(Raw records):
·····

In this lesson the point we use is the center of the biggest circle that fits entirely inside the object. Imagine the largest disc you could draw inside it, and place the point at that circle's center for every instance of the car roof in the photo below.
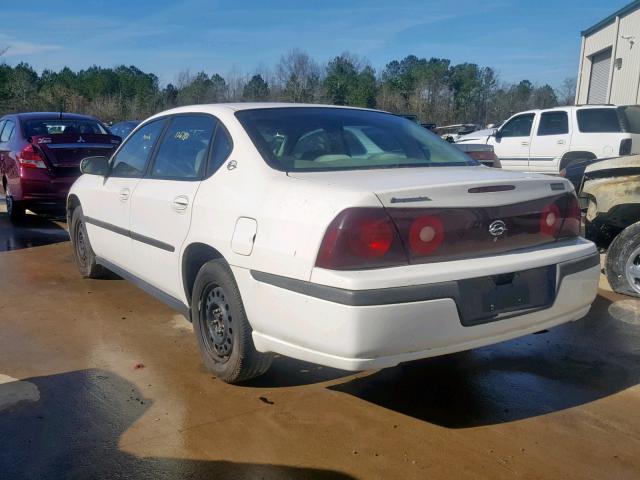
(59, 115)
(566, 107)
(214, 108)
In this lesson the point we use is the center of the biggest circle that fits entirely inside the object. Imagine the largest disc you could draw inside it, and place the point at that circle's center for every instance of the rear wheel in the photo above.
(85, 258)
(623, 262)
(16, 211)
(221, 326)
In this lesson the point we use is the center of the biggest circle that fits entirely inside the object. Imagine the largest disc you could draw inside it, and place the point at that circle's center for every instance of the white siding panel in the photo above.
(624, 88)
(594, 43)
(599, 81)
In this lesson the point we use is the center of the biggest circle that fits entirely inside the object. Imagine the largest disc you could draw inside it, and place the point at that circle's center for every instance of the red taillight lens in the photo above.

·····

(Problem requirements): Reproduce the material word for word. Any pictures should be left out of the copy.

(Result of the task):
In this lesson the point we use is the center of the biggest circle that fits entirely inside the object. Imagine the largest disc you could draw inside it, and place the point at that circle's center for every instance of the car roof in the photo below.
(59, 115)
(566, 107)
(214, 108)
In this lesson the point we use is the center of the biggest circle that fits entirely inside the object. Imagine the largest disc you could draw inside it, and place the point at that circle's center for every instance of the rear wheel in the photo above.
(85, 258)
(623, 262)
(16, 211)
(221, 326)
In this lesson the point we use is the center of the biggest circle that fits entirely inside the object. Imagine the largest disc you could draw inside it, and place the point at that circle's center for every instance of the white siding panel in the photo above.
(624, 88)
(594, 43)
(599, 81)
In this lesson the point we use is the center of the biggest circle that fits entirely inside the object. Imagine the largest disc you could draw inside it, and place the point at that circle's center for every instance of the red taillight lens in the photo above.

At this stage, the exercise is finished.